* [THE INPUT]:
□ □ □ □

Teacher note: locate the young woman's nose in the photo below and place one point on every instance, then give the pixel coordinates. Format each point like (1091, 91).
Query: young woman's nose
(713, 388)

□ □ □ □

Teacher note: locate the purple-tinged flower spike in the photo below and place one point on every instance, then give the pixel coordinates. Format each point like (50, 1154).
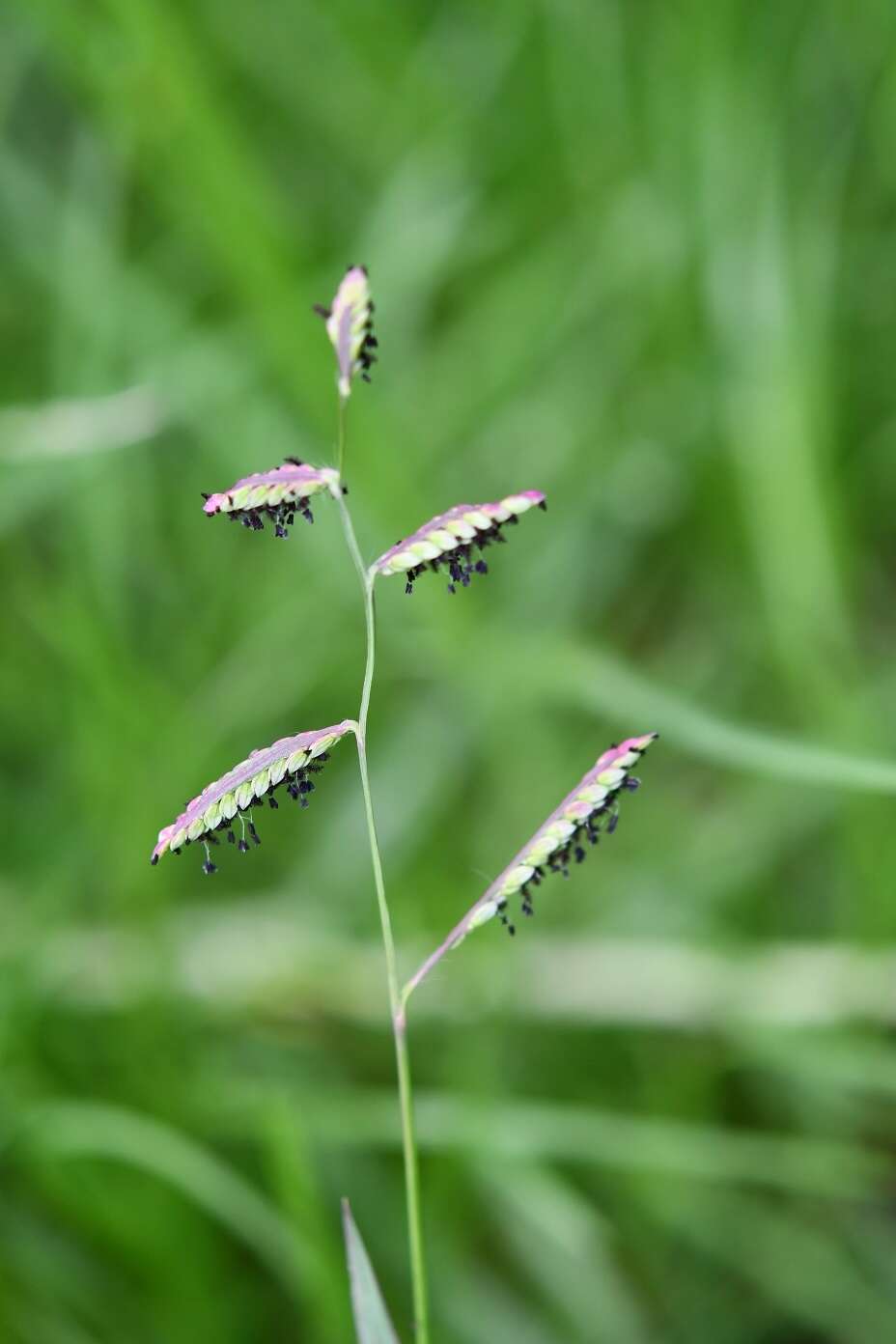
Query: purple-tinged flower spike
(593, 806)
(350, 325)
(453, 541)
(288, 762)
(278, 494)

□ □ □ □

Pull out each line of the data above that contains the string "Format", copying every such line in full.

Teacher note: locate the young woman's nose in the photo below and place one point on every instance, then give the pixel coordinates. Format each point like (1091, 91).
Teacher note: locate the purple-tinged flower spike in the photo below and place one point on every instance, then give the pixel coordinates. Format each point like (50, 1154).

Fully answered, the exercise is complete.